**LISTED RECORDS**
------------

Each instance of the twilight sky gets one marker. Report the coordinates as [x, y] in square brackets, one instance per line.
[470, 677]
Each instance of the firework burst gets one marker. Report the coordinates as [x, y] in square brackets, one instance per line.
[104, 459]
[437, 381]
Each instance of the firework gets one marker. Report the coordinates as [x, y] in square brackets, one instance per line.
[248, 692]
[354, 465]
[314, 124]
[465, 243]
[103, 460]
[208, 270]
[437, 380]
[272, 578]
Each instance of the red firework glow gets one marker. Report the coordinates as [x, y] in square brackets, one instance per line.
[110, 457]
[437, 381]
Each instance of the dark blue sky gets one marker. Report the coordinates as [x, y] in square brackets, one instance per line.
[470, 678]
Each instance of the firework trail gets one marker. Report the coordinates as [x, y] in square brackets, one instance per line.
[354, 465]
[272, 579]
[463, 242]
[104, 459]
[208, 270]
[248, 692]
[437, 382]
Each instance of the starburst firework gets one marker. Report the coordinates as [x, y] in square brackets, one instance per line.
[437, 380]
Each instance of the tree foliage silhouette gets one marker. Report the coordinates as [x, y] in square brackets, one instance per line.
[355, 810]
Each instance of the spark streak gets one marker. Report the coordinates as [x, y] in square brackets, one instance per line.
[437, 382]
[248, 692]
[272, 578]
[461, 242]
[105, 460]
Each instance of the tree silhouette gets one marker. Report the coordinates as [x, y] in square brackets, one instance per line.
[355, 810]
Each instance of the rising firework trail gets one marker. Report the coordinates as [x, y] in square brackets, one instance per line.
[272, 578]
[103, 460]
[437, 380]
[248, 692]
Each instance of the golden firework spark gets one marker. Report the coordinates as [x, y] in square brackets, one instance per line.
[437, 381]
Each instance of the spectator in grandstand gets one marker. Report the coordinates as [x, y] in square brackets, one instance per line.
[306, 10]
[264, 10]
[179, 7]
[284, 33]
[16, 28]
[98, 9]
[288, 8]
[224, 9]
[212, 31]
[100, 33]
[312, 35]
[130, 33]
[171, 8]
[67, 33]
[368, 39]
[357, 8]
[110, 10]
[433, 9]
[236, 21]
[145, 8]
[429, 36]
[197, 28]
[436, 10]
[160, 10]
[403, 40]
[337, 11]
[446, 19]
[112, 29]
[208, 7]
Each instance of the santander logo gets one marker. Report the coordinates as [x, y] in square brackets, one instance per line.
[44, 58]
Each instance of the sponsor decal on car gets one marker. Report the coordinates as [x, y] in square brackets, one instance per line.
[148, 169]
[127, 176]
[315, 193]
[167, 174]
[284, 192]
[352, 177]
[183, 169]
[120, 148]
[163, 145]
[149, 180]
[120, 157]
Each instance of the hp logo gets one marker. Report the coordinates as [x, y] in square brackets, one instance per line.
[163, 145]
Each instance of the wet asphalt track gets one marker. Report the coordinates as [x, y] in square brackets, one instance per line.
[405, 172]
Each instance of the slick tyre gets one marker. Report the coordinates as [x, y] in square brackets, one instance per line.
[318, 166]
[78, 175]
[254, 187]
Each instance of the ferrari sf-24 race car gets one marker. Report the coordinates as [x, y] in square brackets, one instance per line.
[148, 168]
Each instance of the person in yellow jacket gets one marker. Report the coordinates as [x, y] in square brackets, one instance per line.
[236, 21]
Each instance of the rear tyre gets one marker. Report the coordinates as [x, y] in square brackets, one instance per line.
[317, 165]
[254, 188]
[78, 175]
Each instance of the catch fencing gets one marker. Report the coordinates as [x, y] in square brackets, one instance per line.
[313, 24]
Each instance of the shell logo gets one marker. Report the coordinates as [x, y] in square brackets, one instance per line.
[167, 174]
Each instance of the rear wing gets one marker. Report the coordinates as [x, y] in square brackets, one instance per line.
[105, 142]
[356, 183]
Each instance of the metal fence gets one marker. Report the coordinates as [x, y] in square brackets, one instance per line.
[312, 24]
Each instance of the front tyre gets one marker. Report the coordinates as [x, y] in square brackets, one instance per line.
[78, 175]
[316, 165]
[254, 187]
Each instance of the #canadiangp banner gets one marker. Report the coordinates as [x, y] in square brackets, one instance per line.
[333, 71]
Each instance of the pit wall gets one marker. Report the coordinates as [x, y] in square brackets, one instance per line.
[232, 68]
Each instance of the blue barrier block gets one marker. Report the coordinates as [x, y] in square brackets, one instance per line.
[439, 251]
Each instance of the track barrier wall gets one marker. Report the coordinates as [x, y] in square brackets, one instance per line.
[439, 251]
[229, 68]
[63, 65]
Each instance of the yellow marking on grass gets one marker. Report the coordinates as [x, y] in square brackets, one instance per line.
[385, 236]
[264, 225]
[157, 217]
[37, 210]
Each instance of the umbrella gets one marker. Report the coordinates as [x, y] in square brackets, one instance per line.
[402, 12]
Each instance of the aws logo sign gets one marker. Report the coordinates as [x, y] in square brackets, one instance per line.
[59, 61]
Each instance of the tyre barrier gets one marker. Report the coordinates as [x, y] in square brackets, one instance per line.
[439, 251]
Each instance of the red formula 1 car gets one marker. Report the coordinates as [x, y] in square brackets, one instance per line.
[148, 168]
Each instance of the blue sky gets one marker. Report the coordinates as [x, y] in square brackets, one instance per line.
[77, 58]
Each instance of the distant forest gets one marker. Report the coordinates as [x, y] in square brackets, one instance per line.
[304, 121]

------------

**WHAT THE EXERCISE ASKS**
Copy the stretch of data from the line containing "Each instance of the pit" through the end of the data, swapping every "barrier" for "fence" and changing nothing else.

**RESPONSE**
Each instance of the pit wall gets one marker. Report the coordinates as [x, y] in square brackets, one instance per line.
[232, 68]
Each instance of the blue fence block gets one marker. Report the coordinates as [x, y] in square brackets, one instance per line.
[439, 251]
Each instance of the track fence wall gets one marker. Report the coordinates as [x, y] in square brackets, one instance per line.
[439, 251]
[229, 68]
[63, 65]
Each instance of the yellow marking on grass gets one marker. Report the coordinates as [x, y] in square brackets, one instance per line.
[385, 236]
[264, 225]
[157, 217]
[37, 210]
Each instance of the umbrella gets one marker. Report the coordinates as [x, y] in square brackets, one instance per line.
[402, 12]
Each instance of the aws logo sign gets one marker. Report the coordinates as [x, y] in square brackets, one instance per line.
[59, 61]
Each instance of the tyre fence gets one marker. Report the coordinates as [x, y] in square brackets, one instance per line.
[439, 251]
Each instance of the red formula 1 car gets one marker. Report the coordinates as [x, y] in square brackets, one instance per line.
[148, 168]
Each instance of the blue sky gets one marker. Report the coordinates as [x, y] in square brackets, one instance per line.
[77, 58]
Each instance of the distant forest gets one marker. Report the coordinates as [x, y] in square brackets, one instance per line.
[304, 121]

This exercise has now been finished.